*** Opening EXTRACTED MATERIAL ***

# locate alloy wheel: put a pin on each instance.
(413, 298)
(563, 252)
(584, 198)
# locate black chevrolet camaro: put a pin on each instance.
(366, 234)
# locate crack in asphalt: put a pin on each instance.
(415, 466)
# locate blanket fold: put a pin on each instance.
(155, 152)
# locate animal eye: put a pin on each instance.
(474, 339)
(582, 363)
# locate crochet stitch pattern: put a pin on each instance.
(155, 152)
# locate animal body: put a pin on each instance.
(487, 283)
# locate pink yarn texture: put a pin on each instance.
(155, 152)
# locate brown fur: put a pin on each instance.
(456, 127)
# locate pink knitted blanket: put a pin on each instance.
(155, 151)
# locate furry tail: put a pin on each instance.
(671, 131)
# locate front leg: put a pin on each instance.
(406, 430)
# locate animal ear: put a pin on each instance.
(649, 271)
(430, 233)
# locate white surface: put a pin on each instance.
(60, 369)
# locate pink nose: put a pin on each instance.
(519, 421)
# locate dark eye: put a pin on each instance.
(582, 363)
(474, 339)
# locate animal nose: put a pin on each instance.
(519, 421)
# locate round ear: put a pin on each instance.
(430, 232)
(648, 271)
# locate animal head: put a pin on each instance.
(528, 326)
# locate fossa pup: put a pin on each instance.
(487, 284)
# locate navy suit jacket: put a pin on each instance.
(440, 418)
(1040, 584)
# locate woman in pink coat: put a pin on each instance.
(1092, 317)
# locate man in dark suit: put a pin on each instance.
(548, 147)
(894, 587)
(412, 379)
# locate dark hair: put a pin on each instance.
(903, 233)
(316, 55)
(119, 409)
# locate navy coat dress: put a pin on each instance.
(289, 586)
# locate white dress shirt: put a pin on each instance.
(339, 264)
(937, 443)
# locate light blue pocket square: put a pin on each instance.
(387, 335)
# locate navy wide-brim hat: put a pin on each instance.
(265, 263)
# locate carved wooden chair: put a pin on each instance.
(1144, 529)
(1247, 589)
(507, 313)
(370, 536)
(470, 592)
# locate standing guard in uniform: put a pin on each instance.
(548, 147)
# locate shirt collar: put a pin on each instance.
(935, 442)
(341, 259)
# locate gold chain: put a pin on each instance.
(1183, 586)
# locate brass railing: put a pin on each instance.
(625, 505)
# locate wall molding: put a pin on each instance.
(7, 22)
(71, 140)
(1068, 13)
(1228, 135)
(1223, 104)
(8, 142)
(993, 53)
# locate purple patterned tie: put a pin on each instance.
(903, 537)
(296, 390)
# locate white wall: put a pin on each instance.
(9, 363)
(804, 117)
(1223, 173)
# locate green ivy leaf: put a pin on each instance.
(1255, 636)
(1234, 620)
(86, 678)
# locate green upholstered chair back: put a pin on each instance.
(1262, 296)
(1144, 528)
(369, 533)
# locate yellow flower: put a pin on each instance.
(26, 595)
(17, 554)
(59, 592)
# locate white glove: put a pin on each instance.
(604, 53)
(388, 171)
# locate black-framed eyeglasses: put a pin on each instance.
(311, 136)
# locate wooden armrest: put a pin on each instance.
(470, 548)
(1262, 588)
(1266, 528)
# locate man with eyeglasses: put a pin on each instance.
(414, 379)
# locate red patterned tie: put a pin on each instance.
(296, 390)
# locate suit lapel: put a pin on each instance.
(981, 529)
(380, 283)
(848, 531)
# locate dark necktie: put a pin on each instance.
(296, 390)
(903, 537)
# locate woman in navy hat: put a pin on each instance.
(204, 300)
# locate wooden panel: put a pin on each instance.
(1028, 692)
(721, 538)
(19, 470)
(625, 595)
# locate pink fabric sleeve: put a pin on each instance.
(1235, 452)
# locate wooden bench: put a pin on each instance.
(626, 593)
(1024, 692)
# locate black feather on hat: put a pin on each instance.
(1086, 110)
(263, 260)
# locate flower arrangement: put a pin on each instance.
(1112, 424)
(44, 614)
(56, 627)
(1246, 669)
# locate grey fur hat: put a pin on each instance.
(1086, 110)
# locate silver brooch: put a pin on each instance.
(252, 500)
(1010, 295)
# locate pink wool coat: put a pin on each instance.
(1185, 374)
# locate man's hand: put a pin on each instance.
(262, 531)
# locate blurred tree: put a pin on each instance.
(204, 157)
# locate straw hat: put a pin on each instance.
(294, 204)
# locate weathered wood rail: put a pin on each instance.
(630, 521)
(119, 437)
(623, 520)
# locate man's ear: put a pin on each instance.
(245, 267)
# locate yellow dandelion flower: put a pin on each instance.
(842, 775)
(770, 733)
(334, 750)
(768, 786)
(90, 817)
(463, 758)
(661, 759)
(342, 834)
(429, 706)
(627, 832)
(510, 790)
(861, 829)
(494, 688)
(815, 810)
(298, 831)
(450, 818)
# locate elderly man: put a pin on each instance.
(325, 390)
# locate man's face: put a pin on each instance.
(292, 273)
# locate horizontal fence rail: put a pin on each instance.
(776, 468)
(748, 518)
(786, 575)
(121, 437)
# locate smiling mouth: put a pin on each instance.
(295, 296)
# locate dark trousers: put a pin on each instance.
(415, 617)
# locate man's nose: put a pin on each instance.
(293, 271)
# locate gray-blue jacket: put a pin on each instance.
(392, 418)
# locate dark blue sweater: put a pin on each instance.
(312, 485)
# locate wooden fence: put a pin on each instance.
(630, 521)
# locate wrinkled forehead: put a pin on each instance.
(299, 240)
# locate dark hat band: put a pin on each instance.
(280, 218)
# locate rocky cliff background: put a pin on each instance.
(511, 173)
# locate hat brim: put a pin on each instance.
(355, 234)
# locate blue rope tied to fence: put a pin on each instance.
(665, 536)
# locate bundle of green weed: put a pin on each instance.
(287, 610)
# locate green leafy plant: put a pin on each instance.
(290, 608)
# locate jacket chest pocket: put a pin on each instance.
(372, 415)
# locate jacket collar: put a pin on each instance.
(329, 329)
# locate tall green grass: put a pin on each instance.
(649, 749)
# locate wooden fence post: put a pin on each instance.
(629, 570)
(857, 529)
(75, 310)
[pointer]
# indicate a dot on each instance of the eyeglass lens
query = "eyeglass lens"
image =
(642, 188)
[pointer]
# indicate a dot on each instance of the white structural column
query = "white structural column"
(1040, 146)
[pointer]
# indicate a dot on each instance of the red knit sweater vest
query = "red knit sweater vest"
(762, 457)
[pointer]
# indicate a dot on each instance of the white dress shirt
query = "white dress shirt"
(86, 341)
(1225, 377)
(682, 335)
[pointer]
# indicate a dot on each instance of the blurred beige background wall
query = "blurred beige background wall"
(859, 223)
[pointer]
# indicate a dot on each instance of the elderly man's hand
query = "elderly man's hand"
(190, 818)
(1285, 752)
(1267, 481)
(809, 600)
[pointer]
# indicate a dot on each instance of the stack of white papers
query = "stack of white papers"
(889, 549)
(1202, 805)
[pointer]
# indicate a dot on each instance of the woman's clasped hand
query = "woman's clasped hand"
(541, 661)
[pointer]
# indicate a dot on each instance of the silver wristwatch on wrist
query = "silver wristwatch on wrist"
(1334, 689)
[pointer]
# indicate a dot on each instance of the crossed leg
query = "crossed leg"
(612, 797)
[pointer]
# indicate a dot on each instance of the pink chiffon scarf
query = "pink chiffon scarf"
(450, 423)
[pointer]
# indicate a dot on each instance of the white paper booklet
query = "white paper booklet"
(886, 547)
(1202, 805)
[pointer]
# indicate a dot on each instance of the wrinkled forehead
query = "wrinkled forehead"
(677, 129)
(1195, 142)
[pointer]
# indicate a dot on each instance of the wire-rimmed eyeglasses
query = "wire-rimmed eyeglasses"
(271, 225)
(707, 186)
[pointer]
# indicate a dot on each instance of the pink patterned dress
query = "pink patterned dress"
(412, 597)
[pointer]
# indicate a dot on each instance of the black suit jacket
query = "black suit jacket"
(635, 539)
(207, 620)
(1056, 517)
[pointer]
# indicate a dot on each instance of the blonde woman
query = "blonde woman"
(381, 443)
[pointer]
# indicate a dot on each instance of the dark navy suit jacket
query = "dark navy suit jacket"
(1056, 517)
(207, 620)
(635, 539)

*** Closing EXTRACTED MATERIAL ***

▶ **WHAT YOU NEED TO DO**
Among the lines above, return those that contain the string "lens".

▶ **RESPONSE AREA**
# indicate a dot on each instance of the eyeglass lens
query = "eyeglass lens"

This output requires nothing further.